» Requirement:
Copy every line of the data below verbatim, leaving out the pictures.

» Information provided:
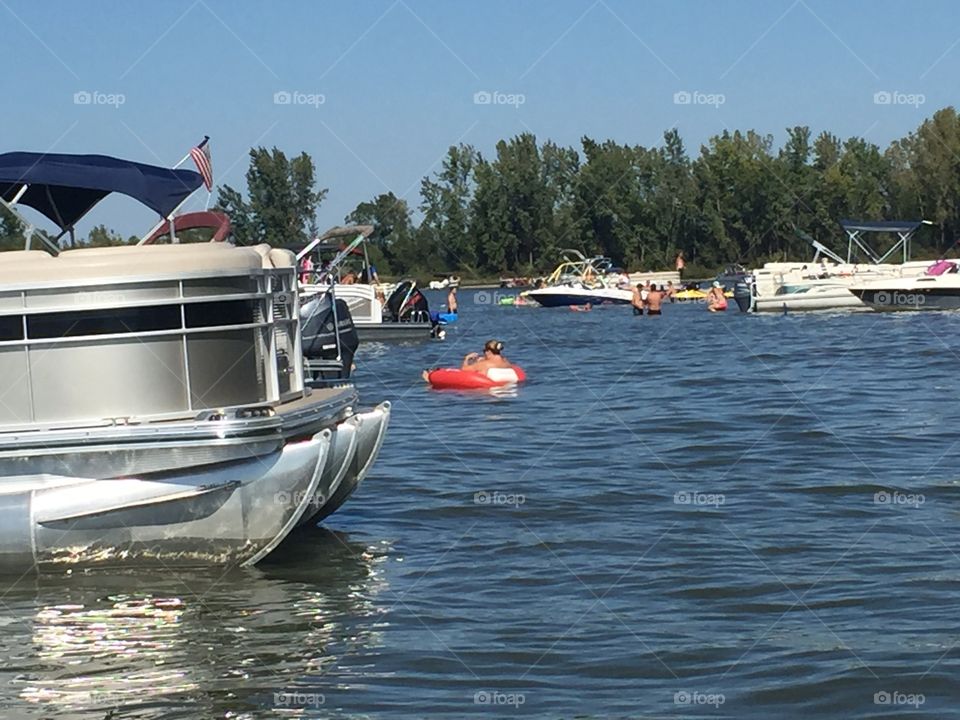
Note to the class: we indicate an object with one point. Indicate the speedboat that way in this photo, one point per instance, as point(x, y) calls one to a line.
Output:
point(937, 289)
point(580, 280)
point(155, 408)
point(380, 312)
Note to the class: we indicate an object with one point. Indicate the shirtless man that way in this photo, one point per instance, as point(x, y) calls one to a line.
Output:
point(654, 300)
point(716, 301)
point(474, 362)
point(670, 291)
point(637, 300)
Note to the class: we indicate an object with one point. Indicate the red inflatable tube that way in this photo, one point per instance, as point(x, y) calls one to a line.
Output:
point(456, 379)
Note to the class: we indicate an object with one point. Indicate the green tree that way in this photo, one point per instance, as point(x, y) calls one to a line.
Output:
point(395, 246)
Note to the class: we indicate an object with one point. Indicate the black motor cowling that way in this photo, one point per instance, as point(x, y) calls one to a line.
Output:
point(329, 338)
point(407, 304)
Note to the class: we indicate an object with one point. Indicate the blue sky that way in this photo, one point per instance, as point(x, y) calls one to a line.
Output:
point(379, 89)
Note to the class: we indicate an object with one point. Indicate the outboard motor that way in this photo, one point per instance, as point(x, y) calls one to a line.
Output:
point(408, 304)
point(329, 339)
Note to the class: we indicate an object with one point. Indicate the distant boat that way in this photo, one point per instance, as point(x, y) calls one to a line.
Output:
point(824, 282)
point(380, 312)
point(579, 280)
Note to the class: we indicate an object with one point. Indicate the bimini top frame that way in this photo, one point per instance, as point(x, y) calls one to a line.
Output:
point(903, 229)
point(64, 188)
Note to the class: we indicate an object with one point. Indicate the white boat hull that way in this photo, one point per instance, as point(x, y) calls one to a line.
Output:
point(925, 292)
point(826, 298)
point(565, 295)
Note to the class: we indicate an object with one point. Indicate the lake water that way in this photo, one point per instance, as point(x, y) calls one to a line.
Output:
point(687, 516)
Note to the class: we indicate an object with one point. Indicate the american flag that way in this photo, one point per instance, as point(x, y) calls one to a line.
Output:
point(201, 157)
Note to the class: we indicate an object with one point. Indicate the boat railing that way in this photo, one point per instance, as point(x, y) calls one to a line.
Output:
point(133, 347)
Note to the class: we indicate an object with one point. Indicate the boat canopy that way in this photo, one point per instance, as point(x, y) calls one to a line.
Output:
point(65, 187)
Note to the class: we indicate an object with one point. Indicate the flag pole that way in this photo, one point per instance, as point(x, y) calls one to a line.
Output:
point(169, 218)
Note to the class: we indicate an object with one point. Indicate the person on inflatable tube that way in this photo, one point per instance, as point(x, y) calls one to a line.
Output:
point(474, 362)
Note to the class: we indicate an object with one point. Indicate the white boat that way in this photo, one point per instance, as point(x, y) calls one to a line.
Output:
point(155, 409)
point(937, 289)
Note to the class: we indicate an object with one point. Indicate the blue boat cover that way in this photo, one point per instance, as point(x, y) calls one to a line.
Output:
point(65, 187)
point(883, 226)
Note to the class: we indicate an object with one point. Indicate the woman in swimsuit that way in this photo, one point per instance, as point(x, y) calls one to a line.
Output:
point(474, 362)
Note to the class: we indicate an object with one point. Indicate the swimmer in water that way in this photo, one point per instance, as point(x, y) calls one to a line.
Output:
point(474, 362)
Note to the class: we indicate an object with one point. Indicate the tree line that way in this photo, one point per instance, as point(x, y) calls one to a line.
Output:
point(741, 199)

» Output:
Note to the class: we indicate an object with one point. Indicate the speedboat that way in this photo, one point per instance, as point(x, y) calls one to a line.
Output:
point(937, 289)
point(580, 280)
point(155, 408)
point(380, 312)
Note to the class: we indicate an object with one point. Indicate the shirtless man that way in this photo, one point per instance, as point(x, y) calls one to a line.
Output:
point(654, 300)
point(716, 301)
point(474, 362)
point(670, 291)
point(637, 300)
Note to the class: we indicate an object with one point. Indicate the red inflatable tube that way in this photo, one point per instance, as point(x, y) calls one to a line.
Output:
point(456, 379)
Note to the class: we indicate an object with one point. Indicate the green tree that way in this photo, one point per instance, as point(x, y) calls one to a line.
Output:
point(395, 246)
Note to the class: we indicate an object with one point. Indicate the black motor cowling that way in this photo, one point per instance, as point(x, y) calls one to a line.
Output:
point(329, 338)
point(407, 304)
Note to the class: we indicate an object with one point. Indicate the blue sky that way in this photo, one point per instance, as point(x, y) calls one to a line.
Output:
point(379, 89)
Note to the class: we indicate an object with one point. Indicate the outboard motor that way in this photo, one point per instance, as point(x, y) calls one to a line.
Output:
point(408, 304)
point(329, 339)
Note to the class: we indicate an object with one point. Indicate the distant boat that way in this photo, one point per instance, as point(x, y) calls one to a line.
Output:
point(824, 282)
point(380, 312)
point(579, 280)
Note to the class: we indicate an object with one point. Indicate the bimini top frame that way in this photo, one point per instance, as point(x, y) calls one to a line.
Output:
point(903, 229)
point(64, 188)
Note to the class: we indicate an object with one point. Indicate the white boat hull that way in this photo, one point per instance, as point(x, y) calls one to a line.
Output:
point(925, 292)
point(826, 298)
point(565, 295)
Note to the class: we indicate an object with one point. Indicate the lake water that way in this photo, one point per instance, as point(x, y) calls one to a line.
Output:
point(687, 516)
Note to the class: we indicate an object with one point. Indicate the american flag that way in this photo, one point per instance, as point(x, y) calls one to a line.
Output:
point(201, 157)
Note to the class: we indicate an object with one point. Indicate the boat railing that way in this photo, one point per instance, as point(x, y) calls one to a line.
Output:
point(133, 347)
Note to the class: we indicate an object with one point. Indicate the boat canopy that way in this photo, one point per instance, as point(x, y) calls one to a line.
Output:
point(65, 187)
Note to the class: we indicate an object with one point. Indicate the flag pole that way in this photo, one point per instance, as point(x, y) calls one to a line.
Output:
point(169, 218)
Note to the class: we indicate an object with one point. Indicate the person on inflatable tube that way in this photo, one point per instance, as point(x, y) calls one to a line.
Output:
point(474, 362)
Note to the class: we indicate an object with one point. Indicate the white boat that way in this photo, one point per instance, as point(x, y) calls one to a line.
Output:
point(155, 409)
point(937, 289)
Note to the class: we indicate an object with one point. Indicate the blue boat cover that way in this photo, one point per instance, as point(x, y) calls one to a line.
Output:
point(65, 187)
point(883, 226)
Note to the class: we indicate an object with one point. Indicate the woman in swimsuit that way in this photo, one point per instance, as point(x, y) calls one to a line.
Output:
point(474, 362)
Note to the class: we indicate an object with one point. Indicate the swimmer in water that way in this photo, one point per instance, as point(x, y) calls one to a line.
Output:
point(474, 362)
Note to the class: we indicate an object with one point. Indicate the tree line that way in this photo, one point per instance, as point(x, y) calls one to a line.
Output:
point(741, 199)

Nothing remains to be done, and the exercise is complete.